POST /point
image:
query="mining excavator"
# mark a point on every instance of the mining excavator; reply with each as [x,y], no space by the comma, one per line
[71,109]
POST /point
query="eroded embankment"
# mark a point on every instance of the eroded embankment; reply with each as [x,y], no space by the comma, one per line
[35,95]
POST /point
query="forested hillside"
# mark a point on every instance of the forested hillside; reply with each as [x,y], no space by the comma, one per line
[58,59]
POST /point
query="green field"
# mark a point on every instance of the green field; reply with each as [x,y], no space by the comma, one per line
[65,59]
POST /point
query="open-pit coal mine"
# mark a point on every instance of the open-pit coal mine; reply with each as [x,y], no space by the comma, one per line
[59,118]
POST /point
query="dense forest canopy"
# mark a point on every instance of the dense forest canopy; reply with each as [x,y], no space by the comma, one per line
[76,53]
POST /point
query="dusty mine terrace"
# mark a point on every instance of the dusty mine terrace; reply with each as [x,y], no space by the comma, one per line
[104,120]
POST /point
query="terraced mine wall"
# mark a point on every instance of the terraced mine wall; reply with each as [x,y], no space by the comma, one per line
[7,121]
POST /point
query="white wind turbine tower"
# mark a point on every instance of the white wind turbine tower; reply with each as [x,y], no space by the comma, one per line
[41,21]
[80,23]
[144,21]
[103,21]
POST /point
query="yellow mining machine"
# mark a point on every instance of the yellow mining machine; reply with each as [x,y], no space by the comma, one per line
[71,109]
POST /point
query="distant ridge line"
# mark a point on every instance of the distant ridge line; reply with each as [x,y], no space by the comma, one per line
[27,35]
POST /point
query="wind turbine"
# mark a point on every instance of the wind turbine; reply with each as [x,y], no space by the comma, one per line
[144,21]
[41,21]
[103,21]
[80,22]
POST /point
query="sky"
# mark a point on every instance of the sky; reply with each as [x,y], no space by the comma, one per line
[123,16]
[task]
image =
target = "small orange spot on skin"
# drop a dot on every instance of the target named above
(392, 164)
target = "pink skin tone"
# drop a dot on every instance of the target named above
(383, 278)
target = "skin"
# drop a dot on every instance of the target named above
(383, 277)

********

▶ Cel:
Pokaż każdy wiersz z powyższych danych, w którym występuje słowo „wind”, przepisując te wiersze bez żadnych zmian.

▶ Rozwiązanie zadania:
query="white wind turbine tower"
# mark a point on every instance of the white wind turbine tower; reply with each as [x,y], no space by the comma, one per line
query="wind turbine"
# mark a point on every instance of the wind turbine; reply with each as [x,y], no space by the comma, one per line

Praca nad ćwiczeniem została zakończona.